→ **Written problem**: Put the rows below into a Markdown table with the columns No. and Text, numbering each row, starting at the row that contains "For each instance of the microphone" and ending at the row that contains "For each instance of the vase". Include only those rows and leave out any blank ones.

→ **Given data**:
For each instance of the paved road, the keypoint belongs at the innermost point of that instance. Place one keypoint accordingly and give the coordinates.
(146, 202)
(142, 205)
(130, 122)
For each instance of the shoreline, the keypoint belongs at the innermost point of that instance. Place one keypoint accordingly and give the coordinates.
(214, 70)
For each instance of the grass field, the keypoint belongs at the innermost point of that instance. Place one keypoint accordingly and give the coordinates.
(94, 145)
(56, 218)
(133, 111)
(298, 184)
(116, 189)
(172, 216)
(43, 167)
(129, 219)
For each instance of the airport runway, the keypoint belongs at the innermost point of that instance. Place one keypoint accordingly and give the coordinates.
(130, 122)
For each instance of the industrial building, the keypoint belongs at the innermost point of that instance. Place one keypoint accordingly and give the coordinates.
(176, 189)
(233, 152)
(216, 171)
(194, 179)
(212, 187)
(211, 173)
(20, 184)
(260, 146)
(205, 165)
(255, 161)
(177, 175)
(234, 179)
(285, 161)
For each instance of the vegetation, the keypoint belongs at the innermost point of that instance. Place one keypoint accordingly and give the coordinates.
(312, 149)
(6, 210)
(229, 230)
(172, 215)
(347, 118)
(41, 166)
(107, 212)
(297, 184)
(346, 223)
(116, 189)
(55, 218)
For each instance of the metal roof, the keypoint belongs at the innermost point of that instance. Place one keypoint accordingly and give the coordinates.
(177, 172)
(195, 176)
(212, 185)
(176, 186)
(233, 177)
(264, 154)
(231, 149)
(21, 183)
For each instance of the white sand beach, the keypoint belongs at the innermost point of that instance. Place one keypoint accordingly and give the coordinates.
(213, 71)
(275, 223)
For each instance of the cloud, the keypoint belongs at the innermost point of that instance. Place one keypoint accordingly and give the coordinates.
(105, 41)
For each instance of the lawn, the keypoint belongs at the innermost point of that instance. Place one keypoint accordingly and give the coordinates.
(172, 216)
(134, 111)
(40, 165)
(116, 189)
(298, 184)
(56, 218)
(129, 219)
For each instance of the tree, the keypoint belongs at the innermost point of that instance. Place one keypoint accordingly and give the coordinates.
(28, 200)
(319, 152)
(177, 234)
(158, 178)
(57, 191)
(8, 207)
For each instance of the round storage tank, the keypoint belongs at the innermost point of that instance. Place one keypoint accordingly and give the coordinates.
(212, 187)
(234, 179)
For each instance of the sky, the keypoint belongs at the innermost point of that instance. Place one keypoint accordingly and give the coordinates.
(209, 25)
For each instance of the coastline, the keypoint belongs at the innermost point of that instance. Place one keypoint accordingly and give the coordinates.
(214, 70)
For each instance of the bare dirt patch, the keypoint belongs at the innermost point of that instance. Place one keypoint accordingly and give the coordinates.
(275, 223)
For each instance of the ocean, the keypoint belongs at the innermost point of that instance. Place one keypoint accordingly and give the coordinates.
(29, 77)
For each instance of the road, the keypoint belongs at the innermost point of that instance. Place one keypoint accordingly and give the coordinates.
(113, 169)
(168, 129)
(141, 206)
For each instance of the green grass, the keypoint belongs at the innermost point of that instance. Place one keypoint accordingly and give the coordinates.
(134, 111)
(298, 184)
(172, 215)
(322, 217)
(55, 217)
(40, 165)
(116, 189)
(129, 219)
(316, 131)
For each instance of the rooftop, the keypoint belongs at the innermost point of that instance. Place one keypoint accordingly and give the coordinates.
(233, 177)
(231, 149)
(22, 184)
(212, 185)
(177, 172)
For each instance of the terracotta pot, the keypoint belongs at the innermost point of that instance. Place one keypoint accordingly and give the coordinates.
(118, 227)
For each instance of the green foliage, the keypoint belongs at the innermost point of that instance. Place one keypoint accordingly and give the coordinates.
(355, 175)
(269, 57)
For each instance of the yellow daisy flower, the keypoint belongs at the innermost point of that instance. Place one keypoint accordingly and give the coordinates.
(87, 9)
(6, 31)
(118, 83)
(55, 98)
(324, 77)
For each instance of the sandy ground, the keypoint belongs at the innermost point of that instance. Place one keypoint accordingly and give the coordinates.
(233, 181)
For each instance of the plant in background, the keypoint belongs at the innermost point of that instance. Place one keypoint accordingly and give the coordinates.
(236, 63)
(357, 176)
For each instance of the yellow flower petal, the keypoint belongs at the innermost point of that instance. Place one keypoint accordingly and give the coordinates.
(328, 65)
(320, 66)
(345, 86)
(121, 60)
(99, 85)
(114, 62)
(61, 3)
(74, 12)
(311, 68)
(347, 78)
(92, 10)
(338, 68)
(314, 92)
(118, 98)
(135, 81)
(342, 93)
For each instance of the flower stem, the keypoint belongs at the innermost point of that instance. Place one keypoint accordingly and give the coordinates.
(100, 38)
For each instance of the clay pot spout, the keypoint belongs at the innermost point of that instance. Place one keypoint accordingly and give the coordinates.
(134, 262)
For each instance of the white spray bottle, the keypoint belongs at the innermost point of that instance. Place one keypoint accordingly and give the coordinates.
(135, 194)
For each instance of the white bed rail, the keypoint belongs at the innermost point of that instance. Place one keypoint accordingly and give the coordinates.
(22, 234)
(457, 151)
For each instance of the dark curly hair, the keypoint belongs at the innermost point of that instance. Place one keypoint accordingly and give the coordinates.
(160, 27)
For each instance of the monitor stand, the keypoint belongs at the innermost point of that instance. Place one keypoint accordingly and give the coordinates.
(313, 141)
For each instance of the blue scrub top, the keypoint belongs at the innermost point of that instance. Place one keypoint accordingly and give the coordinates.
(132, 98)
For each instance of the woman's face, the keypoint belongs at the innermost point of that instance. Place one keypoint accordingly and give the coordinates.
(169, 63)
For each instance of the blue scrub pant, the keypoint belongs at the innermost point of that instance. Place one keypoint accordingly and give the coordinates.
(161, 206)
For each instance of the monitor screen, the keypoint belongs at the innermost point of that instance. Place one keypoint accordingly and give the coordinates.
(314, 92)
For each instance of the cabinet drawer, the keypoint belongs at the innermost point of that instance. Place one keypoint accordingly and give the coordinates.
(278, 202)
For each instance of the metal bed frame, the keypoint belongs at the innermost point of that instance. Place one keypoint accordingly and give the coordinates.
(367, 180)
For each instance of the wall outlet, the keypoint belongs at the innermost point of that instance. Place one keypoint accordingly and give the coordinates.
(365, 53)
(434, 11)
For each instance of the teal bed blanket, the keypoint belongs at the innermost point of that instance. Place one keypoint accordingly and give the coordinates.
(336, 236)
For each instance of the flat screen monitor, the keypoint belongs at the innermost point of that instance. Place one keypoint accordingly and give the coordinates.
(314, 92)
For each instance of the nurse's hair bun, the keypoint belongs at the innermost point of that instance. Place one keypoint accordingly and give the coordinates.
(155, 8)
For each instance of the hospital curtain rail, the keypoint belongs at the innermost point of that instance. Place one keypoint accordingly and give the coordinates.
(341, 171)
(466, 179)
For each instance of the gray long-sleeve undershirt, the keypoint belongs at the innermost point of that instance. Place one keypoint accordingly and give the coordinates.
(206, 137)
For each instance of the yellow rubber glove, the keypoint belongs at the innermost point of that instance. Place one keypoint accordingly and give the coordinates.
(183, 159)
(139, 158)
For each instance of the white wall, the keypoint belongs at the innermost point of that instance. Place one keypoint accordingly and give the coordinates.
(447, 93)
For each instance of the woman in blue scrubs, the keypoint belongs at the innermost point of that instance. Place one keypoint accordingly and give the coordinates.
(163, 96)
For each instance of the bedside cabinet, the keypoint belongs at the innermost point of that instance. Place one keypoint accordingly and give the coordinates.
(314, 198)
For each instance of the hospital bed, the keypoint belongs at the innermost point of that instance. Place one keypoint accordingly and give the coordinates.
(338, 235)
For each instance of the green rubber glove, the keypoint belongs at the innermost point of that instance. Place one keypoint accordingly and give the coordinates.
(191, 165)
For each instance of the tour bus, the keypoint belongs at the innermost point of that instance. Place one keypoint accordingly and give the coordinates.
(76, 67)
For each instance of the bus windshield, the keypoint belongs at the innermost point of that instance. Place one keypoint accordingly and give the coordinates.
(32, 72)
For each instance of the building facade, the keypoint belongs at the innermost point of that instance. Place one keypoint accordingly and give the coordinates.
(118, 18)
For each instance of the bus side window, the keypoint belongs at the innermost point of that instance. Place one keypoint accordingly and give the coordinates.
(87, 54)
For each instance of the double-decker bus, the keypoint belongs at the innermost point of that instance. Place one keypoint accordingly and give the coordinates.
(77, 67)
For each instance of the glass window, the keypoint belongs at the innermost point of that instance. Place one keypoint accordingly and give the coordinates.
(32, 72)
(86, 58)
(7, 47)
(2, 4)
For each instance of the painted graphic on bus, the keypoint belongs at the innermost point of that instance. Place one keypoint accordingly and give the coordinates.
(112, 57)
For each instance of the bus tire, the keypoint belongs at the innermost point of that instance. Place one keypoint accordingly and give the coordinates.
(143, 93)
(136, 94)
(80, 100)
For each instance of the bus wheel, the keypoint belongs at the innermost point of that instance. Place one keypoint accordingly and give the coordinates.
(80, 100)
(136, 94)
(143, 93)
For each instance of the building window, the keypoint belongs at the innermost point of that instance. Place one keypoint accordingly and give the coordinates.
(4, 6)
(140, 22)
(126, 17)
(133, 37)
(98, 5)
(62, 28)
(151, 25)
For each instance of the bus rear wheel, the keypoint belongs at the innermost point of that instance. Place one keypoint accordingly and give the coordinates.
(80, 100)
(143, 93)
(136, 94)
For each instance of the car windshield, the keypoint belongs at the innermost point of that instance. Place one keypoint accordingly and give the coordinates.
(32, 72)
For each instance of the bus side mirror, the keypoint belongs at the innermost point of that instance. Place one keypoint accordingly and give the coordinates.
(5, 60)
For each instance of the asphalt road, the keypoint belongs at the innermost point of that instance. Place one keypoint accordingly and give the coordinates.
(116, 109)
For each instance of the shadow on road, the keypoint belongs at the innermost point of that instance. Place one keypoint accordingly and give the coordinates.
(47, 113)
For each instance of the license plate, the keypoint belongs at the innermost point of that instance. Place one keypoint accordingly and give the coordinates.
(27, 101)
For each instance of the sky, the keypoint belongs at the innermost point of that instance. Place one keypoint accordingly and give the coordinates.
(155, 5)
...
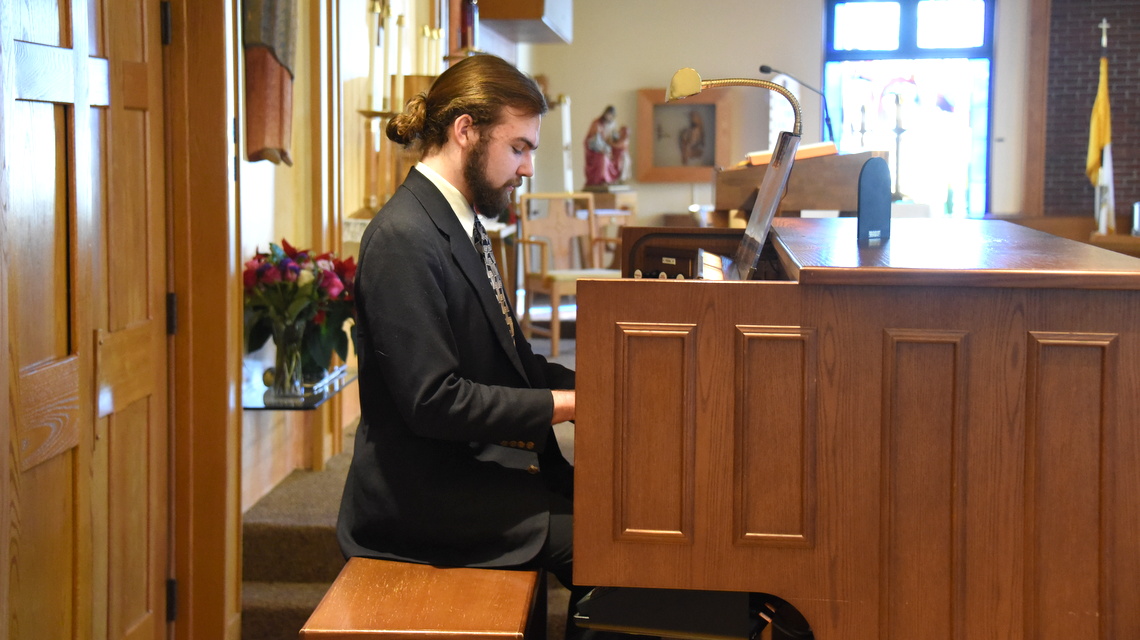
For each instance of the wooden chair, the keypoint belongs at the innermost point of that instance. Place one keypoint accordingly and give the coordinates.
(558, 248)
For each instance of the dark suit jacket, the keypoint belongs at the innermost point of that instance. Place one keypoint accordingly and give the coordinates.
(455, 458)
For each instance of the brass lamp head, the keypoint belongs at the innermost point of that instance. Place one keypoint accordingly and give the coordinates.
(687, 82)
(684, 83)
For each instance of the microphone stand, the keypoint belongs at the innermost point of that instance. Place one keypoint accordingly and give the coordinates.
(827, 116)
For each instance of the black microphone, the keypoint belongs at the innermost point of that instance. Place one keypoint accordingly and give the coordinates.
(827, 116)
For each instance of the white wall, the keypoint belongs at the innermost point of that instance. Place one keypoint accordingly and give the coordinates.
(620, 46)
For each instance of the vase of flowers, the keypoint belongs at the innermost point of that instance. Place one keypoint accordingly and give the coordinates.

→ **Finished answer**:
| No. | Text |
|---|---|
| 1 | For each instance of the microphone stand, the keypoint belongs at the innermost point of that instance. Place one keypoint accordingly and give the coordinates. |
| 2 | (827, 116) |
| 3 | For each instance of the black microphone, the keypoint belongs at the innermost point of that instance. Place one keypoint accordingly and give the coordinates. |
| 4 | (827, 116) |
| 5 | For each instance of the white wall, the keypoint belongs at the innermost point of that instance. Place one keypoint accordingly and give the coordinates. |
| 6 | (620, 46) |
| 7 | For each instance of the vase of flowers, the keypoint belongs at the innermost point of that instance. Place one keypoint accordingly and give the coordinates. |